====== AUSGANGSTEXT

Wir haben Peter Ochsner in seinem Paradies oberhalb von Heiden im Kanton Appenzell Ausserrhoden besucht und uns gleich selbst überzeugt: Hier gibt es nichts, das das Auge beleidigt, nichts, das von den Klängen der Natur ablenkt. Ungehindert duften Rosen und blühende Pflanzen vor sich hin und betören unsere Sinne. Peter erklärt uns auf einem Rundgang, was seinen Sortengarten so besonders macht.

«DIE FREIEN»: Peter, wie kamst du dazu, hierherzuziehen und einen Sortengarten anzubauen?

Peter Ochsner: Meine Frau und ich haben lange nach einem Haus an einem ruhigen Platz gesucht und hatten immer den Traum, einen Garten mit vielen verschiedenen und raren Sorten zu haben. So entstand unser Sortengarten mit mittlerweile über 100 verschiedenen Gemüse- und Getreidesorten.

Was hat dich dazu bewogen, Saatgut zu gewinnen?

============
====== GEGEBENE DATENSÄTZE

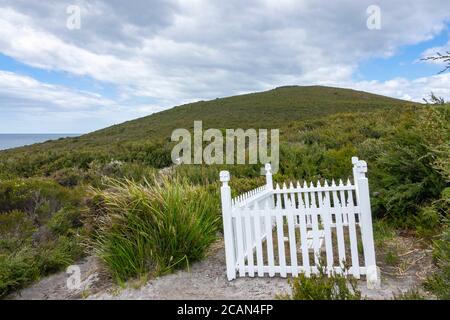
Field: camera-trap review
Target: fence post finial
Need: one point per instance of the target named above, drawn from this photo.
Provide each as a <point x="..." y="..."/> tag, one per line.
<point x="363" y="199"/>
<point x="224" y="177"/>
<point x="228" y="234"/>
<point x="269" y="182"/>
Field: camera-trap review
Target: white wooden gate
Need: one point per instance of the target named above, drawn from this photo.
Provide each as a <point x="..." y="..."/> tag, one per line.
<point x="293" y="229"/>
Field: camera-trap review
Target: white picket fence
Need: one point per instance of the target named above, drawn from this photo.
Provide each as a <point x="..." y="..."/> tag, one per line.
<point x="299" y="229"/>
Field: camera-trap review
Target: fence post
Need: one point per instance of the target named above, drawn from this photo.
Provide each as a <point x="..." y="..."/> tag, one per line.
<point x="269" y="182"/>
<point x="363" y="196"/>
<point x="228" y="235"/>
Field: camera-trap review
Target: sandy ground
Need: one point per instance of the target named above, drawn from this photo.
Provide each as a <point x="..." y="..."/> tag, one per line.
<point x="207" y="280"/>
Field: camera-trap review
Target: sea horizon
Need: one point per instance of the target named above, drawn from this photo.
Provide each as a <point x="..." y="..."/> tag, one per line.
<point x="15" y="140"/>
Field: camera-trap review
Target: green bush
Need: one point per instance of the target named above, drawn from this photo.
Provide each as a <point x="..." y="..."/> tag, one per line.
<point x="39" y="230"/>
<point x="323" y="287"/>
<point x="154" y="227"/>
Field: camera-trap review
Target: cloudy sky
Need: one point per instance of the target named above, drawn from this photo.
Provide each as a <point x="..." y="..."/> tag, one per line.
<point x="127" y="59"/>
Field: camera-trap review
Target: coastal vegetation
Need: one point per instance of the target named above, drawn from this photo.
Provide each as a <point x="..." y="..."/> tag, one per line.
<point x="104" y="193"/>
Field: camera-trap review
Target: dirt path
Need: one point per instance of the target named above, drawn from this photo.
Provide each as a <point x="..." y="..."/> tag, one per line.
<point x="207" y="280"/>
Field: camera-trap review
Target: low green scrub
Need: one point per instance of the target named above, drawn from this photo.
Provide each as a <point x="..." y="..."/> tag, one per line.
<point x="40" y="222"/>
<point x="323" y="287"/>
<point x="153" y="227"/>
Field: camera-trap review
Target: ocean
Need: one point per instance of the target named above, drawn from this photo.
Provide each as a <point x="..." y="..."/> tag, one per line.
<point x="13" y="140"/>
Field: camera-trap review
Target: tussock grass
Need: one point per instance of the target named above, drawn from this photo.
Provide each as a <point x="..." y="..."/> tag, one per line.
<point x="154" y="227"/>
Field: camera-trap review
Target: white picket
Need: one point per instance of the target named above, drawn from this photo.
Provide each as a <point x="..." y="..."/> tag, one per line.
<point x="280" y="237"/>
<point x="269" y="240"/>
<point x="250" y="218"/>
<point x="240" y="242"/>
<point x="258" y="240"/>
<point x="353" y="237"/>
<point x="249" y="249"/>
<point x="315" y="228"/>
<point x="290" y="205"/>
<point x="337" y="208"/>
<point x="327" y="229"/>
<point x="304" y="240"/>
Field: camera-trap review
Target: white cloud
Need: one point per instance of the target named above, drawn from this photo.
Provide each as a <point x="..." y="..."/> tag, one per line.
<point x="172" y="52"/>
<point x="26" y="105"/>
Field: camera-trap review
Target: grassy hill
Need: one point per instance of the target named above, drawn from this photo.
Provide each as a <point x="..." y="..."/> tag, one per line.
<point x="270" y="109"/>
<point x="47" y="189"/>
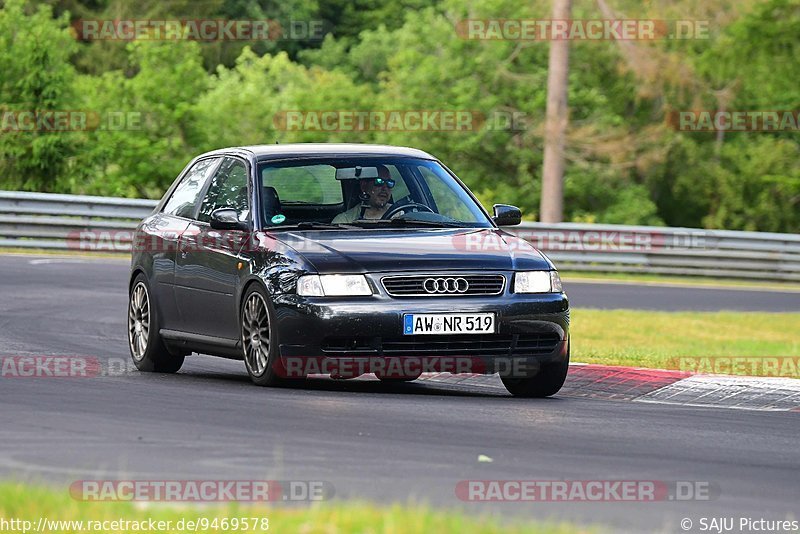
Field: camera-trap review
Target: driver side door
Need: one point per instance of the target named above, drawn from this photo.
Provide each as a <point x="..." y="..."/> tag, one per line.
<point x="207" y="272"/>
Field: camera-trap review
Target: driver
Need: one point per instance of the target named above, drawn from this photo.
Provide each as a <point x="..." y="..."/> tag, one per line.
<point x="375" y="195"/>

============

AUFGABENSTELLUNG → Schreiben Sie aus dem Interview über den Sortengarten den Teil wortgetreu ab, der bei den Worten „Peter Ochsner: Meine“ einsetzt. Enden Sie nach „Saatgut zu gewinnen?“. Die Datensätze haben mit dem Interview über den Sortengarten nichts zu tun.

LÖSUNG →
Peter Ochsner: Meine Frau und ich haben lange nach einem Haus an einem ruhigen Platz gesucht und hatten immer den Traum, einen Garten mit vielen verschiedenen und raren Sorten zu haben. So entstand unser Sortengarten mit mittlerweile über 100 verschiedenen Gemüse- und Getreidesorten.

Was hat dich dazu bewogen, Saatgut zu gewinnen?